Write out the data again, starting at its first line and ending at the line that contains "67), (174, 69)]]", keeping every line there. Raise each coordinate in the answers by 20, and leave the pictures out.

— Begin PROVIDED INFORMATION —

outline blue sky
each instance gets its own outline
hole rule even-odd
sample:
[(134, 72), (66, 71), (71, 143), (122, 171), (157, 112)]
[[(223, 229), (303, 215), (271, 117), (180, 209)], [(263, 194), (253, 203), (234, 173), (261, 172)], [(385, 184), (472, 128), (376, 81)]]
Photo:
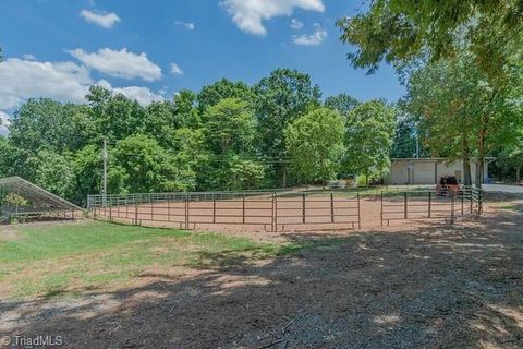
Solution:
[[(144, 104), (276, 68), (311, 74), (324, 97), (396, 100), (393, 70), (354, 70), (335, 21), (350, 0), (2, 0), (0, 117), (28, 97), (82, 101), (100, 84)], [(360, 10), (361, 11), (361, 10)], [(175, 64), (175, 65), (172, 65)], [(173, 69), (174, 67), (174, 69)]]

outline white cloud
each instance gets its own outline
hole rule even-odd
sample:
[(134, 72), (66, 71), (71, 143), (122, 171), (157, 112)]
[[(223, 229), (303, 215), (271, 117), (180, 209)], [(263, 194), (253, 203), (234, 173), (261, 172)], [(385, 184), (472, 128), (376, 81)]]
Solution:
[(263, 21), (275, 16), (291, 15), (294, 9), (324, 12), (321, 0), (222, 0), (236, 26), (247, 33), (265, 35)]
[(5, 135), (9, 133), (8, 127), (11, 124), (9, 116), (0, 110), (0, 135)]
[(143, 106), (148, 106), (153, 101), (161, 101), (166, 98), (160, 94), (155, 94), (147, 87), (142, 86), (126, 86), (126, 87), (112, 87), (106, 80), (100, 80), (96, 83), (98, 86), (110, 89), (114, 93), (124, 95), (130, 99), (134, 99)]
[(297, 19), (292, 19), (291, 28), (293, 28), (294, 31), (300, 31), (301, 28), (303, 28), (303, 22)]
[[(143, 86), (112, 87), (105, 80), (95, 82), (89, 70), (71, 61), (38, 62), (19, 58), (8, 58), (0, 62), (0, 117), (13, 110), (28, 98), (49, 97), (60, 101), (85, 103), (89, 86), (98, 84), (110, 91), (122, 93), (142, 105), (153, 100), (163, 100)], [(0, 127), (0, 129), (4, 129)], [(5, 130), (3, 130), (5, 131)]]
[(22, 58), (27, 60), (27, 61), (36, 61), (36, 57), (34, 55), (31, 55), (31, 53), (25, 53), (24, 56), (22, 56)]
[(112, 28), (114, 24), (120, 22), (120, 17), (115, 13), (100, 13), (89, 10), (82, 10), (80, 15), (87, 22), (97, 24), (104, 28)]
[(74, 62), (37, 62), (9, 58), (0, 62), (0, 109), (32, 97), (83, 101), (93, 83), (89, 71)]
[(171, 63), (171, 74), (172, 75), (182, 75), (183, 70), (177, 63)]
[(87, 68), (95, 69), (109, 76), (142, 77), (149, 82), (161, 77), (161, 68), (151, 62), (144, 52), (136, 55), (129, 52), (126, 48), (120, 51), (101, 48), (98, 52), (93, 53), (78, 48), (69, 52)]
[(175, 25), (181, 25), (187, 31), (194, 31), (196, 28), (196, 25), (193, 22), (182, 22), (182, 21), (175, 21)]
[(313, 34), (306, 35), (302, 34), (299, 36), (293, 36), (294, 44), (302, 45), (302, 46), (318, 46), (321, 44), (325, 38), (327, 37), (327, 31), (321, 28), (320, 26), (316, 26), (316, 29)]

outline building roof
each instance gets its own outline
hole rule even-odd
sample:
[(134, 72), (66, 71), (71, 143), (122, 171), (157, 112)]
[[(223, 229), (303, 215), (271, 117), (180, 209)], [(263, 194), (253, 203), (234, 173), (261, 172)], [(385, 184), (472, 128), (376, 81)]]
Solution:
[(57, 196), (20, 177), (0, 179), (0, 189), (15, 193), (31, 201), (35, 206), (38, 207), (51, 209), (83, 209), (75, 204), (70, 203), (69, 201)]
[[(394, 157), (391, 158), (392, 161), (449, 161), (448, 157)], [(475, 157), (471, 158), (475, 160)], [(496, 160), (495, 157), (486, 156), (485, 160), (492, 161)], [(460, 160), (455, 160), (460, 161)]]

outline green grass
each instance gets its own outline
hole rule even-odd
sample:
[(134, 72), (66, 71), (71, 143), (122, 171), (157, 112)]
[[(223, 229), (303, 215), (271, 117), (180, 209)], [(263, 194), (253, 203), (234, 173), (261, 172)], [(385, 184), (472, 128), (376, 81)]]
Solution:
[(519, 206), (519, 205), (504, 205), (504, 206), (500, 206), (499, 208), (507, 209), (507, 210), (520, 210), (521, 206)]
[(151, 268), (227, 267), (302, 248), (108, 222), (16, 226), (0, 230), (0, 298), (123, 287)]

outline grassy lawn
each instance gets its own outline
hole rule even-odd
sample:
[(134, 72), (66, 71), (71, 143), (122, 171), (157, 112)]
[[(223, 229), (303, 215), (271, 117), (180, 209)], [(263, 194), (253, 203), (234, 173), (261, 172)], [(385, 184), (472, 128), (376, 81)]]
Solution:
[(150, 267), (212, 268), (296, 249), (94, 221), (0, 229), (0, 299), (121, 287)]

— End PROVIDED INFORMATION —

_RESPONSE_.
outline blue sky
each instance gets its own outline
hole rule even-odd
sample:
[(134, 72), (66, 71), (71, 143), (122, 171), (157, 112)]
[[(223, 229), (303, 215), (271, 117), (180, 209)], [(263, 194), (253, 203), (234, 173), (261, 172)], [(385, 184), (472, 128), (376, 81)]]
Photo:
Solution:
[[(164, 124), (296, 88), (331, 94), (344, 117), (416, 120), (413, 90), (374, 90), (355, 41), (370, 20), (22, 20), (20, 137), (48, 117), (102, 121), (120, 104)], [(380, 30), (381, 31), (381, 30)], [(195, 84), (195, 85), (192, 85)], [(193, 89), (194, 87), (194, 89)]]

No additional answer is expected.